Set problem 1:
According to the migration update, at what time were all 19 birds safe on the ground in Gilchrist County, Florida?

Source extract:
----
Over the Border to FLORIDA!
+99 Miles

After 60 days on the road and in the air, the finish line is just one more flight away. After the incredible hassles of December 10 and 11, imagine the excitement as the weather and birds all finally cooperated today! Joe launched with all 19 birds behind him. (How do you think he felt?) When 8 birds soon broke away from his wing, Chris and Richard zoomed in. They had their hands full as they tried to wrangle the birds on course. But after about 15 minutes of back-and-forth, the 8 birds decided they would behave and follow the planes. Maybe they suddenly remembered what it was like to be crated and driven yesterday! At 9:37 AM, all 19 birds were safe on the ground in Gilchrist County, FLORIDA. They flew 99 miles, for a total of 1,116.4 miles gone!

Arrival Fly-over TOMORROW?
The pilots and crew are preparing for the long-awaited BIG DAY: the arrival celebration and public fly-over at Dunnellon Municipal Airport. The weather for tomorrow looks promising for the last flight for Migration 2005. The public is invited to view the cranes and planes descending to land at their final (temporary?) 2005 destination at Halpata Preserve. Viewers coming to the airport should dress warmly and be in place by 8:00 AM.
Remember: Bad weather means the event could be postponed. They won't know until moments before take-off. The whooping crane hotline at 904-232-2580 extension 124 will be updated the minute a "go"/no go" decision is made.
----
Coordinate annotation entries
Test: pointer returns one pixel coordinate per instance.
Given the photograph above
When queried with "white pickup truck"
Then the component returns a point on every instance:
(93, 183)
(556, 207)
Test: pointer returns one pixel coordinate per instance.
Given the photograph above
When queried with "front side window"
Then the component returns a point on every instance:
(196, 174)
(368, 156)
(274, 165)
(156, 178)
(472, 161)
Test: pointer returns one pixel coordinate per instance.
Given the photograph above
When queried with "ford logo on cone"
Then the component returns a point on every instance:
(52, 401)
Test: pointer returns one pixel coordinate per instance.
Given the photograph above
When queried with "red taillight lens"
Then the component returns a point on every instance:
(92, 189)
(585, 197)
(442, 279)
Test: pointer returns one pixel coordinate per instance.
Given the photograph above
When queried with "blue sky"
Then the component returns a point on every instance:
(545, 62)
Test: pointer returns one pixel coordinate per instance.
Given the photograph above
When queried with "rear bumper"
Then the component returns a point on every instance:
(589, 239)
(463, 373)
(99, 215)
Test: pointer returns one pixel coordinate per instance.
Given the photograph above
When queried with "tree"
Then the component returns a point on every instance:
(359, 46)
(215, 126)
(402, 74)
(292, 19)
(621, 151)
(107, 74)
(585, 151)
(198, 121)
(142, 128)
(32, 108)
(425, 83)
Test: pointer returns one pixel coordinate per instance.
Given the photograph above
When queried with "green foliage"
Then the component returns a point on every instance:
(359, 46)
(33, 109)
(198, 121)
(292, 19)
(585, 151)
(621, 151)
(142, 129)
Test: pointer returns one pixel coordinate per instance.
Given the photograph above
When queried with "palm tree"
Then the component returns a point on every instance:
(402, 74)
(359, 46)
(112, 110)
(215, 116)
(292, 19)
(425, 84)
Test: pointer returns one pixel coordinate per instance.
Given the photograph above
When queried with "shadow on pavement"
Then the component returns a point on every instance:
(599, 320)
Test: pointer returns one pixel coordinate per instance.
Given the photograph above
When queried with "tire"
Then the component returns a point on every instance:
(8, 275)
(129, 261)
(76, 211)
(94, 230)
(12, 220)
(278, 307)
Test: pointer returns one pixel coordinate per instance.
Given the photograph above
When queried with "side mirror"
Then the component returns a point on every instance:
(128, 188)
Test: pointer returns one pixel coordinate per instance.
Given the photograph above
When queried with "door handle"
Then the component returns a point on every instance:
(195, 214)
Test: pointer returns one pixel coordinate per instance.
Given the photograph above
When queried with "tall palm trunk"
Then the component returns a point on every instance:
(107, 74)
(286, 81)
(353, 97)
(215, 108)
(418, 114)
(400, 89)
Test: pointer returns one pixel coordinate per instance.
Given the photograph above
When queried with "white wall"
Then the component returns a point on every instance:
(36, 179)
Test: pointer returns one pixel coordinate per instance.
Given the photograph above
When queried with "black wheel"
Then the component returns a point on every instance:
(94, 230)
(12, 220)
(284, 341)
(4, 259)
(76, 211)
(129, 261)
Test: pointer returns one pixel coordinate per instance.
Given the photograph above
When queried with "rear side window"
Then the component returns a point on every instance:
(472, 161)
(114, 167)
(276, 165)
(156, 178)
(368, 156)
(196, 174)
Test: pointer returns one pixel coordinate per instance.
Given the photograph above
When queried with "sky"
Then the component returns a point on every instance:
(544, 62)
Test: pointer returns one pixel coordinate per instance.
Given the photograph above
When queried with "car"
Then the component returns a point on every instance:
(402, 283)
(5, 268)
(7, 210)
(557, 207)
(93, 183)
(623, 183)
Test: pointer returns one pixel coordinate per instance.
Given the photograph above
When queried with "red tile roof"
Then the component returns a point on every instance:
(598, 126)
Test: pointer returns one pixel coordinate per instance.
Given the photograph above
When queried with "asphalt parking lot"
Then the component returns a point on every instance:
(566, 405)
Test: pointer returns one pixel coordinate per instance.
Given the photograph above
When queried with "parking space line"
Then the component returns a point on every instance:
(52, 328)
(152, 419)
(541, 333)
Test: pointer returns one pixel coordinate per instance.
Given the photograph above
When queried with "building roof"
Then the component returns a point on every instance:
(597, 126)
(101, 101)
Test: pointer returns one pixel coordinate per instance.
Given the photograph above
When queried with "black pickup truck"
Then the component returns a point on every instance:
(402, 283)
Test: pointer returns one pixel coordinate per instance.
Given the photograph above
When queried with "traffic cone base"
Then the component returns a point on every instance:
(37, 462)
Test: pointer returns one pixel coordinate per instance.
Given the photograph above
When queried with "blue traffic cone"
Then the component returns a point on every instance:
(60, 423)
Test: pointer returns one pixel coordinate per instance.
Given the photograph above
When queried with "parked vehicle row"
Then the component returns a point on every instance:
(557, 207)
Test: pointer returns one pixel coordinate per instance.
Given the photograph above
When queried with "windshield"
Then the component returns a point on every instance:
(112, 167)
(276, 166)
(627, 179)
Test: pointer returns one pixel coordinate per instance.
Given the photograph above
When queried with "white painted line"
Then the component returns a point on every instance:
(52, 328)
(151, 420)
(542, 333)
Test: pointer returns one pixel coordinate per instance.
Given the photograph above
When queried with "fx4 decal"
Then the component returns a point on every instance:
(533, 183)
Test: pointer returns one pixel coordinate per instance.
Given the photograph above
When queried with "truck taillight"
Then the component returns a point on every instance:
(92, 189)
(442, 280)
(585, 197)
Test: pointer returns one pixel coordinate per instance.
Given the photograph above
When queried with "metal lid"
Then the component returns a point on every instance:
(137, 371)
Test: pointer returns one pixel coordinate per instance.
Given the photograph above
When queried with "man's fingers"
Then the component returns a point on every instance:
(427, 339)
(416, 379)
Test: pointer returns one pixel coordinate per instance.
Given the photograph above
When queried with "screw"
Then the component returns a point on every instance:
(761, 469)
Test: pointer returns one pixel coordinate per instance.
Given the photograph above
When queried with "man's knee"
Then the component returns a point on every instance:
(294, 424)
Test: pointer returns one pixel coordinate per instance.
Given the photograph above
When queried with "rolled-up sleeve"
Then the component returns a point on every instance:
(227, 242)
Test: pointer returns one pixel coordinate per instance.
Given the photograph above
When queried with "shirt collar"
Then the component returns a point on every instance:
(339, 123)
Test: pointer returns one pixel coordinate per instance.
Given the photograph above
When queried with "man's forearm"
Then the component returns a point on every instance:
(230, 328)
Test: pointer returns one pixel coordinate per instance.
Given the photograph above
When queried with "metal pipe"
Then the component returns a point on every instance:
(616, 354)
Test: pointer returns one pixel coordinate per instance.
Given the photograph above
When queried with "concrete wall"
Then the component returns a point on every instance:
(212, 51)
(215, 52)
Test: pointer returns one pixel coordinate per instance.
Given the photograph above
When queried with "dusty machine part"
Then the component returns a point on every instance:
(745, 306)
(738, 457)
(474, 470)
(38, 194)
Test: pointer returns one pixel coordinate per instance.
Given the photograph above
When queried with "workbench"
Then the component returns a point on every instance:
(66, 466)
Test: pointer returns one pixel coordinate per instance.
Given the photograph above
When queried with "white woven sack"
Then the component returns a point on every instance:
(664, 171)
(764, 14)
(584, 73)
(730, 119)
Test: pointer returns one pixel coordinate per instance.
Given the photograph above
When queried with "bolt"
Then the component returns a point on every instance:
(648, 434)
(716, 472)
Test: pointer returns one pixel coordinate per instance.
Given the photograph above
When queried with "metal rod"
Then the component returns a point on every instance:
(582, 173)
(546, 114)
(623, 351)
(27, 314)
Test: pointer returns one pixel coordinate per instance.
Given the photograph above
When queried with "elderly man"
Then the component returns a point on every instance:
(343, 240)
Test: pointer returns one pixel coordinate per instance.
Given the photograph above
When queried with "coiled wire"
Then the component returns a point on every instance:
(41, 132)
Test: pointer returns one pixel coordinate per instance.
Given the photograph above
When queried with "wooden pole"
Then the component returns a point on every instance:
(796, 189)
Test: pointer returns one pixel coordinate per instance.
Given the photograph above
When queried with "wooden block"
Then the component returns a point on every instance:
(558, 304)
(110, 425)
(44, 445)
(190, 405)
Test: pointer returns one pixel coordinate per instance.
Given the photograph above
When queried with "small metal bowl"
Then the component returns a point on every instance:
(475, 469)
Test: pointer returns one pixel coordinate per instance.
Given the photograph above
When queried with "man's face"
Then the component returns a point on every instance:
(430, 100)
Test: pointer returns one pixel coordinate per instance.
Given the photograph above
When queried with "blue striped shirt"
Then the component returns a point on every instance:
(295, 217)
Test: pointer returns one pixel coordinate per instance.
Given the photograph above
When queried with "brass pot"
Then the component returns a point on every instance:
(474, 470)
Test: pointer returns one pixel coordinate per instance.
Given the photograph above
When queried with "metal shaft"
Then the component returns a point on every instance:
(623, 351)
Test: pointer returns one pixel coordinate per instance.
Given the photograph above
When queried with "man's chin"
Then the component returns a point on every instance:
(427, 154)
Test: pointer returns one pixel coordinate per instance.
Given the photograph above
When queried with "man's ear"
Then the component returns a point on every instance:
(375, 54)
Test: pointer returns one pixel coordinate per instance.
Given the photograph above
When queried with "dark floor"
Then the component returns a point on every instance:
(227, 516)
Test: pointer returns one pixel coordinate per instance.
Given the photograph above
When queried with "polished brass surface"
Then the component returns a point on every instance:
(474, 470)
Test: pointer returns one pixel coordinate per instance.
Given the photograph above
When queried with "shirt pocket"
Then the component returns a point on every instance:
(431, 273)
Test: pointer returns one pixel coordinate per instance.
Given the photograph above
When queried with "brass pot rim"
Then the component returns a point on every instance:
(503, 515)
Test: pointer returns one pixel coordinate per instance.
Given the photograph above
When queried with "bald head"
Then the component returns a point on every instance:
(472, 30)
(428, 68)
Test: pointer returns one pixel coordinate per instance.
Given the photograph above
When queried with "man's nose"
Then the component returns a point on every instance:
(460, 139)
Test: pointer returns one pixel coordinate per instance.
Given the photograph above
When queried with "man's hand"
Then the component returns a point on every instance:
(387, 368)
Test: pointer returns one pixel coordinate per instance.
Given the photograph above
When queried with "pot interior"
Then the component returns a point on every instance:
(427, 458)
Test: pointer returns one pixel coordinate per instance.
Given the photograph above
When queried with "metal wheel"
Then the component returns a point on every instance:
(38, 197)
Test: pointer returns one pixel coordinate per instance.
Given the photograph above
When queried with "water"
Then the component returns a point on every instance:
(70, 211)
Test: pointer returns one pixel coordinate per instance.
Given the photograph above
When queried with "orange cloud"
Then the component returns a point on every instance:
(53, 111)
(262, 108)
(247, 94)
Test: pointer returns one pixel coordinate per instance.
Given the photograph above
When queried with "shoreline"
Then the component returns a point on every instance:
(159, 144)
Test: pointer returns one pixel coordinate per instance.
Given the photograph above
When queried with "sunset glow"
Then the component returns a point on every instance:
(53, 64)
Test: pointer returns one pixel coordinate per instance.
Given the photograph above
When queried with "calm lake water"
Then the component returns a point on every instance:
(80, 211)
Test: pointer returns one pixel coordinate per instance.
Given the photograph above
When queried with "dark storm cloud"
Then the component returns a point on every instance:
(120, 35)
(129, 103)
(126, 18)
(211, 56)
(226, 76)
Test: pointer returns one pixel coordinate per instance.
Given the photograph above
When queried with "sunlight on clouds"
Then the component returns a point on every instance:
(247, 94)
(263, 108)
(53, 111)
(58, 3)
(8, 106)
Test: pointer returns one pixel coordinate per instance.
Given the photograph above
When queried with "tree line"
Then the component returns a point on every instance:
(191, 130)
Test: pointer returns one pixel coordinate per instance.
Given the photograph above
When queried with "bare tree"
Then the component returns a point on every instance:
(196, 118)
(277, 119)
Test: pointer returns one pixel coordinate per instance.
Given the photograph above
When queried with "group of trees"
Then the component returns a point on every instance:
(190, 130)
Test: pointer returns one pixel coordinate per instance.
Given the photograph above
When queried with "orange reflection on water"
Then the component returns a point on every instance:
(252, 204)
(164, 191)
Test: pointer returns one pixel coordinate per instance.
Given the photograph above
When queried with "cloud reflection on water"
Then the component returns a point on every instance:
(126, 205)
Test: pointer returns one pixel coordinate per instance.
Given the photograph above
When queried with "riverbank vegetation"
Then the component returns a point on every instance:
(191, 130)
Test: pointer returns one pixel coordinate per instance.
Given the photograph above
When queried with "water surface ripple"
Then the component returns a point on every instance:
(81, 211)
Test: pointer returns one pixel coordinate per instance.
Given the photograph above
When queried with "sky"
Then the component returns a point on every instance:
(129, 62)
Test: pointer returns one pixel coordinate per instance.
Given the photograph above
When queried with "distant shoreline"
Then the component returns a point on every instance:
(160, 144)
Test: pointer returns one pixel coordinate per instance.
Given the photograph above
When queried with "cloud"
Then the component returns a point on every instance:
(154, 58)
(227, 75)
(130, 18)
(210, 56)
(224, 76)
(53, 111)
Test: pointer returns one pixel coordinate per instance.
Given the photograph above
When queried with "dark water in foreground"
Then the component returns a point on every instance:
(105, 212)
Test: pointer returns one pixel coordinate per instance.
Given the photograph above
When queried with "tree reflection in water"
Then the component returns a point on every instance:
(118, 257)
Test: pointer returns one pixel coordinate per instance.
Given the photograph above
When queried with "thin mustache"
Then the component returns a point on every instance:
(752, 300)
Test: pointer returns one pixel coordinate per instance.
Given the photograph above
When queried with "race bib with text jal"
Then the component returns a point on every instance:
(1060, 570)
----
Set problem 2:
Pick out every line of the listing that contains the string "cone", paying attention to case.

Written reply 1:
At 9:37 AM.

Written reply 2:
When queried with "ford logo on cone"
When queried with "traffic cone base"
When queried with "blue traffic cone"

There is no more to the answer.